**Work instructions:** Copy the records exactly, leaving out every picture.
---------------
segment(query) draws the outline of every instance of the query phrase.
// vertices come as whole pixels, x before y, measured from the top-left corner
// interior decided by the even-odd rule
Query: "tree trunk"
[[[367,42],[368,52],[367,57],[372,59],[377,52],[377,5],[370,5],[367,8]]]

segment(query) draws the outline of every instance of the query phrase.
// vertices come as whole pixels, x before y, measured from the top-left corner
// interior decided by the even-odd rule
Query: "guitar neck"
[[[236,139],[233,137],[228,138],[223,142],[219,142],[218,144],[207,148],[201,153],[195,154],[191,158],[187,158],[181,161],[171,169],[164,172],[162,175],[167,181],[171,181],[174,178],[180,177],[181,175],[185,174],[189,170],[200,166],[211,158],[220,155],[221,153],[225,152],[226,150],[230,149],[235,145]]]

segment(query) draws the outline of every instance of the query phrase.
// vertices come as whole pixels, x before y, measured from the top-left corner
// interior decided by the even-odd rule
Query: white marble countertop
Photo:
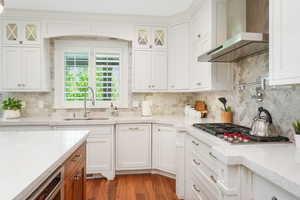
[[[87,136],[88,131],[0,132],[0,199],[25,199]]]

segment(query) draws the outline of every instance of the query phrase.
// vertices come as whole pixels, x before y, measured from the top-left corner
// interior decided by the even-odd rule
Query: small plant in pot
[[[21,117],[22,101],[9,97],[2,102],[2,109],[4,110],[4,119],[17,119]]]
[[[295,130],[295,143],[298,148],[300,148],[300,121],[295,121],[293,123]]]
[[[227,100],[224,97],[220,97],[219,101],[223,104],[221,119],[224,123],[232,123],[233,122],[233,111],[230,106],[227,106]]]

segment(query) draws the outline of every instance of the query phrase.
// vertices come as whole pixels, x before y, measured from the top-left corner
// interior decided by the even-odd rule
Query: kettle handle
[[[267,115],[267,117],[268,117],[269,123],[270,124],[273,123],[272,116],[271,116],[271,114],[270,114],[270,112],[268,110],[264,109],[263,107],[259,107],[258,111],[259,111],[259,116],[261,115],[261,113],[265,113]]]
---------------
**Result below:**
segment(query) draws the outline of every instance of the query phrase.
// vertices come as whole pixels, x before y, measured from the top-left corner
// interior decided by the even-odd rule
Query: "tree trunk"
[[[367,42],[368,52],[367,57],[372,59],[377,52],[377,5],[370,5],[367,8]]]

segment(query) draws the outline of every instance of the query phrase.
// vertices come as whole pixels, x before y, measured from the top-left corner
// interior decided by the even-odd rule
Query: "guitar neck"
[[[236,139],[233,137],[228,138],[223,142],[219,142],[218,144],[207,148],[201,153],[195,154],[191,158],[187,158],[181,161],[171,169],[164,172],[162,175],[167,181],[171,181],[174,178],[180,177],[181,175],[185,174],[189,170],[200,166],[211,158],[220,155],[221,153],[225,152],[226,150],[230,149],[235,145]]]

segment(query) draws the outline of every instance of the query phrase.
// vertices come as whole pixels, x before y, measured from the top-left corner
// interior decided by the even-odd rule
Query: white marble countertop
Photo:
[[[87,136],[88,131],[0,132],[0,199],[25,199]]]

segment(query) draws the outline of every instance of the query phrase.
// vertices come as whole pixels, x before y, measured from the top-left corner
// interior decided by the even-odd rule
Query: small plant in pot
[[[21,117],[22,101],[9,97],[2,102],[2,109],[4,110],[4,119],[17,119]]]
[[[295,130],[295,143],[298,148],[300,148],[300,121],[295,121],[293,123]]]
[[[227,100],[224,97],[220,97],[219,101],[223,104],[221,119],[224,123],[232,123],[233,122],[233,111],[230,106],[227,106]]]

segment(query) draws the outline of every instance of the query phrase.
// vertices come as whole pixels, x before y, measured from the top-left corner
// interior decided by the even-odd rule
Query: kettle handle
[[[267,115],[267,117],[268,117],[269,123],[270,124],[273,123],[272,116],[271,116],[271,114],[270,114],[270,112],[268,110],[264,109],[263,107],[259,107],[258,111],[259,111],[259,116],[261,115],[261,113],[265,113]]]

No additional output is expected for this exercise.